- Article
The petitioner seeks classification for the beneficiary as an "alien of exceptional ability," as a Senior 
Project Analyst/People Soft Financials, pursuant to section 203(b)(2)(A) of the Immigration and 
Nationality Act (the Act), 8 U.S.C. § 1153(b)(2)(A). As required by statute, the petition was 
accompanied by an Application for Permanent Employment Certification, ETA Form 9089, which was 
filed with the U.S. Department of Labor (DOL) on March 3, 2008, and certified by the DOL on 
April29, 2008. 
The director found that the petitioner failed to demonstrate "that the job opportunity portion of the 
ETA Form 9089 requires an alien of exceptional ability. See 8 C.P.R. § 204.5(k)( 4)." 
I. FACTUAL AND PROCEDURAL HISTORY 
The petitioner filed the petition on August 18, 2009. The petitioner checked the box in Part 2 
indicating that it was filing the petition under section 203(b )(2) of the Act. The filing included 
letters from both counsel and the petitioner indicating that the petitioner was seeking to classify the 
beneficiary as an alien of exceptional ability pursuant to section 203(b)(2) of the Act. The director, 
however, approved the petition on January 29, 2009 under section 203(b)(3) of the Act, a lesser 
classification. Upon further review of the record, the director determined that the beneficiary was 
not eligible for classification as an alien of exceptional ability and on May 7, 2012, issued a request 
for additional evidence relating to that classification. The petitioner responded. On September 5, 
2012, the director issued a notice of intent to dismiss, to which the petitioner responded. Contrary to 
counsel's statement on appeal, neither the request for evidence nor the notice of intent to deny 
acknowledge the prior approval or reflect that the director reopened the matter. On November 27, 
2012, the director denied the petition and the petitioner filed the instant appeal on December 28, 
2012.

- Material provided
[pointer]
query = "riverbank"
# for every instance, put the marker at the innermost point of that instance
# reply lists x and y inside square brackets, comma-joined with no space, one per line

- Tasks and exercises
a) In the decision excerpt, name every date that appears in the FACTUAL AND PROCEDURAL HISTORY section.
b) Reproduce the decision excerpt verbatim from "The petitioner seeks" to "April29, 2008.".

- Exercise solutions
a)
- August 18, 2009
- January 29, 2009
- May 7, 2012
- September 5, 2012
- November 27, 2012
- December 28, 2012

b)
The petitioner seeks classification for the beneficiary as an "alien of exceptional ability," as a Senior 
Project Analyst/People Soft Financials, pursuant to section 203(b)(2)(A) of the Immigration and 
Nationality Act (the Act), 8 U.S.C. § 1153(b)(2)(A). As required by statute, the petition was 
accompanied by an Application for Permanent Employment Certification, ETA Form 9089, which was 
filed with the U.S. Department of Labor (DOL) on March 3, 2008, and certified by the DOL on 
April29, 2008.